> The problem:
Each record must come back unchanged in your answer, stripped of its images.

[Referring expression data]
──────────────────────────────
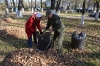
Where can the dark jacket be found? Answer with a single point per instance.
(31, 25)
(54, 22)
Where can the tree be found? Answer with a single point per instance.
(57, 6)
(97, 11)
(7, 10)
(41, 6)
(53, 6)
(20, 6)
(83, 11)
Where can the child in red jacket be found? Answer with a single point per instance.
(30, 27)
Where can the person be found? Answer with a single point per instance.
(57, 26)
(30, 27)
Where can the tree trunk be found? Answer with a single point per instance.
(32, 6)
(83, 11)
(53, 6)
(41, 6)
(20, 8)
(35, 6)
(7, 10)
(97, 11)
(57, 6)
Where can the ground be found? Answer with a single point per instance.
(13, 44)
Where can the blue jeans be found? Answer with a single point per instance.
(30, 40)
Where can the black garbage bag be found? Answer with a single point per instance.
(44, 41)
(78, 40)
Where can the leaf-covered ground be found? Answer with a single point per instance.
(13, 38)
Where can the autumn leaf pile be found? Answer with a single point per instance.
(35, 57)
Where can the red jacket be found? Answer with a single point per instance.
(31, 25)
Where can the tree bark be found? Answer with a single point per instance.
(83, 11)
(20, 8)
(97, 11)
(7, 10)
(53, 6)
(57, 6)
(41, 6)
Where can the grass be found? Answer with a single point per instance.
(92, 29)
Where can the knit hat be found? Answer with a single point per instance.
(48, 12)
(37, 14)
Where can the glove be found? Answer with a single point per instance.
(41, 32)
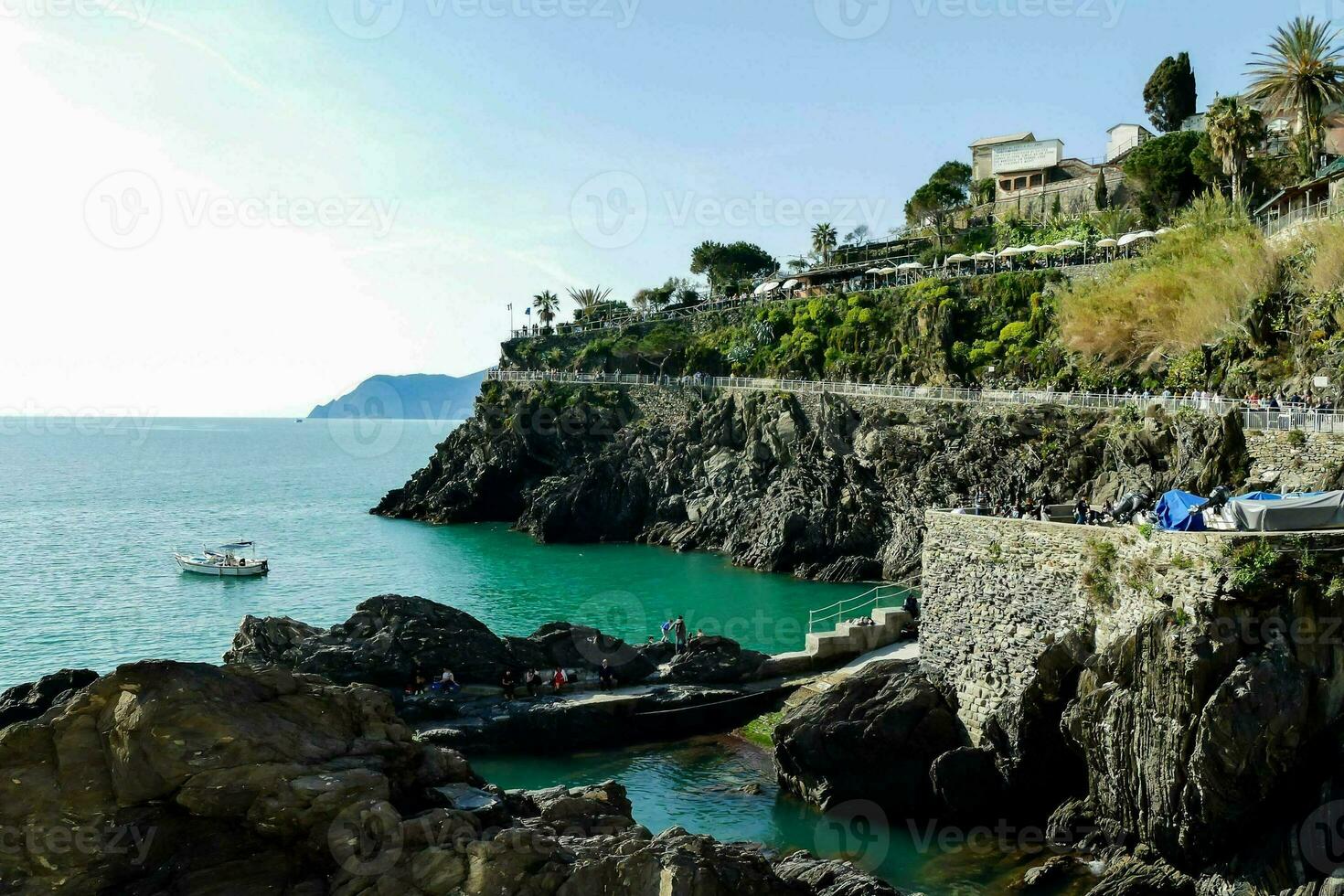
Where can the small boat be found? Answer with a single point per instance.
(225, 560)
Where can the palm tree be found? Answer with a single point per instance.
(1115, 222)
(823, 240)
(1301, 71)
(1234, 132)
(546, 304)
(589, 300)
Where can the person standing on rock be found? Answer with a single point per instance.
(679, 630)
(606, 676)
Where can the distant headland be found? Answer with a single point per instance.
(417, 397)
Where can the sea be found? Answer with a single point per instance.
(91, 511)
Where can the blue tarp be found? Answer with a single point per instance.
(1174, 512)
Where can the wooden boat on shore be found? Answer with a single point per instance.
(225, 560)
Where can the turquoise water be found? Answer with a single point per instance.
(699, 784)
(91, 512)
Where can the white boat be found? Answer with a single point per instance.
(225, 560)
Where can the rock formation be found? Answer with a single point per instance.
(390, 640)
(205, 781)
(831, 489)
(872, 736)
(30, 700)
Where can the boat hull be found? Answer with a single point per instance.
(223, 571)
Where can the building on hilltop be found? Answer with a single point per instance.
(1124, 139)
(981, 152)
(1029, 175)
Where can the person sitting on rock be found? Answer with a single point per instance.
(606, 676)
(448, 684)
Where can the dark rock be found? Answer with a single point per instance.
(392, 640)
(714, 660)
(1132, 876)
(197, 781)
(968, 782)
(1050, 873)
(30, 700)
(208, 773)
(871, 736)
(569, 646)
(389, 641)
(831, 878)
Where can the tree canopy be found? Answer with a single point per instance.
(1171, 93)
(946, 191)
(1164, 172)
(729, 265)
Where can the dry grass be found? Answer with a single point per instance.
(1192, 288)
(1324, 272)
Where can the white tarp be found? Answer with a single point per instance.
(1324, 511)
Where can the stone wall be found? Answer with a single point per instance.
──────────────────────────────
> Answer box:
Where can the dark jacket be found? Answer with a single point per instance.
(31, 25)
(54, 22)
Where can the tree be found? Answer with a single point per instance.
(57, 6)
(97, 11)
(7, 10)
(41, 6)
(53, 6)
(20, 6)
(83, 11)
Where can the child in red jacket be found? Answer with a single point per instance.
(30, 27)
Where can the person be found? Answer with a single point per instance.
(57, 26)
(30, 27)
Where can the tree trunk be found? Answer with a single point per instance.
(32, 6)
(83, 11)
(53, 6)
(41, 6)
(20, 8)
(35, 6)
(7, 10)
(97, 11)
(57, 6)
Where can the ground be found? Answer with a single point per instance.
(13, 44)
Where can the blue jeans be found? Answer with a single point per instance.
(30, 40)
Where can the black garbage bag be found? Answer with a single point per instance.
(44, 41)
(78, 40)
Where can the leaf-covered ground be found? Answer with a single point per instance.
(13, 38)
Where can the autumn leaf pile be found? Answer with a single point per instance.
(35, 57)
Where can the red jacket be found? Answer with a single point per instance.
(31, 25)
Where can the tree bark be found? Answer with a single point per instance.
(83, 11)
(20, 8)
(97, 11)
(7, 10)
(53, 6)
(57, 6)
(41, 6)
Where can the grass be found? Answer with a single point per instance.
(92, 29)
Where can the knit hat be found? Answer with a single point per instance.
(48, 12)
(37, 14)
Where can the glove be found? Answer with a single point per instance.
(41, 32)
Where can the small boat be found? Answer with a single point per instance.
(225, 560)
Where can the palm tree be found? Answer with a single point per instance.
(1115, 222)
(823, 240)
(1301, 71)
(1234, 132)
(546, 304)
(589, 300)
Where can the person standing on rock be found? Answer with a single point per instance.
(679, 630)
(606, 676)
Where can the distant headland be found? Answer with a single point per instance.
(417, 397)
Where can the sea be found? Answer with a single point per instance.
(91, 511)
Where can the blue tarp be found? Answer with a single point per instance.
(1174, 512)
Where can the wooden boat on shore be found? Answer with a single point per instance.
(225, 560)
Where can the turquoise water be found? Answer with a single point per instance.
(699, 784)
(91, 512)
Where can the white boat be found? Answer with a single point per instance.
(225, 560)
Where can the rock formation be found? Answer with a single point per instance.
(390, 640)
(205, 781)
(831, 489)
(872, 736)
(30, 700)
Where can the boat hull be found? Answer with a single point per instance.
(223, 571)
Where can the building on hilltop be found? Answer with a single point per instance.
(1124, 139)
(981, 152)
(1029, 175)
Where can the person sitting on rock be found? Answer with a single point per instance.
(606, 676)
(448, 684)
Where can the dark rock be found? Answer with a single point per instance.
(392, 640)
(714, 660)
(1132, 876)
(197, 781)
(968, 782)
(1050, 873)
(30, 700)
(208, 773)
(871, 736)
(569, 646)
(389, 641)
(831, 878)
Where can the tree canopy be found? Answer with a single point per instance.
(1171, 93)
(946, 191)
(1164, 172)
(729, 265)
Where can the dry grass be found? Answer with a single point per instance.
(1192, 288)
(1324, 272)
Where can the white tarp be found? Answer with a single point per instance.
(1324, 511)
Where can the stone wall be found? Answer with a single point per instance.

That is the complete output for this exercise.